▶ _Data supplied_
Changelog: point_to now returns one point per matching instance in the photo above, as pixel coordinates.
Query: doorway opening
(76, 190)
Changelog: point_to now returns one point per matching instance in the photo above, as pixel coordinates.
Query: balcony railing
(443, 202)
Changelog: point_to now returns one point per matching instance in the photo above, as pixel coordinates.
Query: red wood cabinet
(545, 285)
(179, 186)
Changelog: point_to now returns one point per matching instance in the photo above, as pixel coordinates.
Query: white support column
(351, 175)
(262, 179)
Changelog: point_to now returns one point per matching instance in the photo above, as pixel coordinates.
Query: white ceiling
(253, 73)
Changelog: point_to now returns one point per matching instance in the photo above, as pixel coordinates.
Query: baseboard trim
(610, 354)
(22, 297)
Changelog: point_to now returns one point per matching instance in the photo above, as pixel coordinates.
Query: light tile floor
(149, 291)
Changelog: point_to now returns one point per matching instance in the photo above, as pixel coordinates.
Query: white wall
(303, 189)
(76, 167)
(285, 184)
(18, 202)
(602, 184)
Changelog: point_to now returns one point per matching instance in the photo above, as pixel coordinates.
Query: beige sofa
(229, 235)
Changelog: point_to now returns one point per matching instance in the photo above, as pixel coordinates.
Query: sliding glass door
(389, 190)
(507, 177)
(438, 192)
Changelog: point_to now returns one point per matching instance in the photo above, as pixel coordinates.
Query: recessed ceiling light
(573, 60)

▶ _The exercise_
Exactly reproduce every line of the data above.

▶ _Output for this task_
Changelog: point_to now returns one point per matching instance in the photo above, as pixel coordinates.
Query: doorway opening
(76, 190)
Changelog: point_to now returns one point per matching instance in the photo above, as pixel coordinates.
Query: balcony railing
(443, 202)
Changelog: point_to now returns one point per matching instance in the photo above, as pixel coordinates.
Query: red wood cabinet
(545, 285)
(179, 186)
Changelog: point_to now returns one point per matching instance in the photo above, as pixel coordinates.
Query: white support column
(351, 175)
(262, 179)
Changelog: point_to now returns one point per matching instance in the photo above, as pixel coordinates.
Query: white ceiling
(253, 73)
Changelog: point_to now returns one point per matching instance in the photo above, as pixel coordinates.
Query: baseboard trim
(610, 354)
(22, 297)
Changelog: point_to now returns one point per matching instance in the photo above, as pixel coordinates.
Query: light tile floor
(149, 291)
Changelog: point_to now returns one point per matching instance in the photo above, as pixel coordinates.
Query: white wall
(303, 189)
(76, 167)
(285, 184)
(18, 202)
(602, 184)
Changelog: point_to now returns one point per matching instance in the photo above, as pixel coordinates.
Query: beige sofa
(229, 235)
Changelog: point_to now returns one point per matching instance in the photo above, as pixel coordinates.
Query: sliding glass door
(389, 190)
(507, 177)
(438, 192)
Changelog: point_to now returns one point per matching instance in the photo above, as pixel coordinates.
Query: recessed ceiling light
(573, 60)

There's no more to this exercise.